------ TEXT PROVIDED ------
After watching Pete Rose, I dozed off wondering what if 10 years ago I had gotten a job in Vegas and had my condo where I could sit by the window watching people scurry about the strip.
This would be a life very different than what I have now and is very different from having a lake house in a small town, with a pontoon boat, and hosting an annual bbq for any friend or family who wanted to come.

Pete Rose says in one episode that you only live once and you better do it right. That’s his philosophy for being who he is. I whole heartedly agree. He meant it to justify living the way he does, unapologetically. There didn’t seem to be any moral message in Rose’s statement. But one could take it any way they choose. What’s right is personal to each of us. I’m not against the occasional 8 am beer and occasional gambling. Moderation my friends. I was in Vegas when I realized I was seriously sick back in 2011. Living right for me now, means something below moderation and above abstinence. Living right means doing what I need to do to stay healthy and alive.
I've never been fond of attention. I can be passive aggressive, overly sensitive, and am bothered with myself for being on a constant search to find balance and meaning. Public speaking used to be a giant fear for me. I’d get clammy at family holiday meals when there were more than 7 or 8 people and I had to say something to everyone. I hated it. I think I’ve mentioned before that since the diagnosis, this fear is gone. Still not that into small talk. But speaking up and speaking publically? Not a big deal any more. This as a major life change all on its own.
------ DATA LISTING ------
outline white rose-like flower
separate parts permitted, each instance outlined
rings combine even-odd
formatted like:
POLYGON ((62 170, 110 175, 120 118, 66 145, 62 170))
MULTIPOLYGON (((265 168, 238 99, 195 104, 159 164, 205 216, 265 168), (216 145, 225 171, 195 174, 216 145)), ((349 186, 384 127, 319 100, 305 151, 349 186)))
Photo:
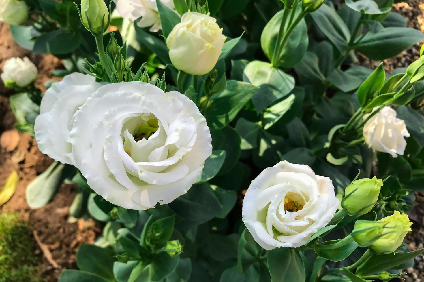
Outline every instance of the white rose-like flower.
POLYGON ((24 1, 0 0, 0 21, 19 25, 28 19, 29 7, 24 1))
POLYGON ((28 57, 14 57, 6 61, 0 77, 5 85, 11 88, 14 85, 25 87, 35 80, 37 75, 37 67, 28 57))
POLYGON ((75 165, 69 138, 72 117, 100 86, 93 77, 78 72, 52 85, 41 100, 34 126, 40 151, 62 163, 75 165))
POLYGON ((216 64, 226 38, 216 19, 200 13, 186 13, 166 39, 169 57, 177 69, 201 75, 216 64))
POLYGON ((243 220, 266 250, 296 248, 334 216, 339 200, 332 182, 304 164, 286 161, 265 169, 243 200, 243 220))
MULTIPOLYGON (((364 118, 368 116, 365 115, 364 118)), ((384 107, 371 118, 364 126, 363 133, 369 148, 388 153, 393 158, 403 155, 406 147, 404 137, 410 136, 405 121, 396 118, 396 111, 389 107, 384 107)))
MULTIPOLYGON (((173 0, 160 0, 164 5, 173 9, 173 0)), ((113 0, 116 10, 124 19, 134 22, 140 17, 137 23, 140 27, 151 27, 150 31, 156 32, 162 29, 156 0, 113 0)))
POLYGON ((126 208, 147 209, 185 193, 212 152, 195 104, 149 83, 102 86, 73 118, 76 167, 96 193, 126 208))

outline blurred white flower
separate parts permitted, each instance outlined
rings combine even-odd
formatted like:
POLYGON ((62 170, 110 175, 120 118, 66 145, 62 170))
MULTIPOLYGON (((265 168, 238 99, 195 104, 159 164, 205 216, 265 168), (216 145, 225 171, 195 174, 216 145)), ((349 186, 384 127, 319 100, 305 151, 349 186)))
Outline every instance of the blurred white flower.
MULTIPOLYGON (((173 0, 160 0, 164 5, 174 9, 173 0)), ((156 32, 161 29, 160 19, 156 0, 113 0, 116 10, 124 19, 134 22, 140 17, 137 23, 140 27, 151 27, 150 31, 156 32)))
POLYGON ((34 126, 40 151, 62 163, 75 165, 69 139, 72 116, 101 85, 93 77, 78 72, 52 85, 43 96, 34 126))
POLYGON ((174 66, 201 75, 215 66, 226 39, 215 19, 189 11, 168 36, 166 45, 174 66))
POLYGON ((25 87, 37 78, 37 67, 25 57, 22 60, 17 57, 9 59, 3 67, 0 77, 6 87, 14 86, 25 87))
MULTIPOLYGON (((369 115, 365 115, 364 118, 369 115)), ((384 107, 371 118, 364 126, 363 133, 369 148, 388 153, 393 158, 403 155, 406 147, 404 137, 410 136, 404 121, 396 118, 396 111, 389 107, 384 107)))
POLYGON ((0 22, 19 25, 28 19, 29 11, 24 1, 0 0, 0 22))
POLYGON ((265 169, 243 200, 243 222, 266 250, 296 248, 325 227, 339 205, 332 182, 286 161, 265 169))
POLYGON ((139 82, 99 88, 74 115, 70 142, 90 187, 126 208, 170 203, 212 152, 206 120, 176 91, 139 82))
------
PROBLEMS AND TASKS -
A. According to the reflection, in what year did the writer realize, while in Vegas, that they were seriously sick?
B. Quote the reflection word for word, from "This would be" up to and including "wanted to come.".
The records are separate material and have no connection to the reflection.

SOLVED PROBLEMS -
A. 2011

B.
This would be a life very different than what I have now and is very different from having a lake house in a small town, with a pontoon boat, and hosting an annual bbq for any friend or family who wanted to come.